Provided entries:
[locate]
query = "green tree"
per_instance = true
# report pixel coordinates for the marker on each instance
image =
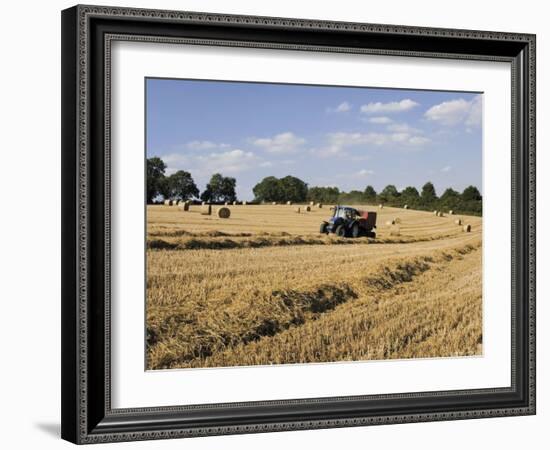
(155, 177)
(471, 193)
(293, 189)
(389, 194)
(410, 193)
(450, 199)
(220, 189)
(270, 189)
(227, 192)
(164, 188)
(182, 185)
(428, 195)
(323, 194)
(370, 194)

What to do:
Rewrite the lines above as a JSON list of strings, one string per line, with blank lines skipped and the picture left out.

The response:
[
  "[locate]",
  "query = \"green tree\"",
  "per_instance = true",
  "# report pixel coordinates for the marker on each instance",
  "image =",
  "(155, 177)",
  "(471, 193)",
  "(293, 189)",
  "(389, 194)",
  "(410, 193)",
  "(450, 199)",
  "(220, 189)",
  "(270, 189)",
  "(227, 192)",
  "(164, 188)",
  "(182, 185)",
  "(428, 195)",
  "(323, 194)",
  "(370, 194)"
]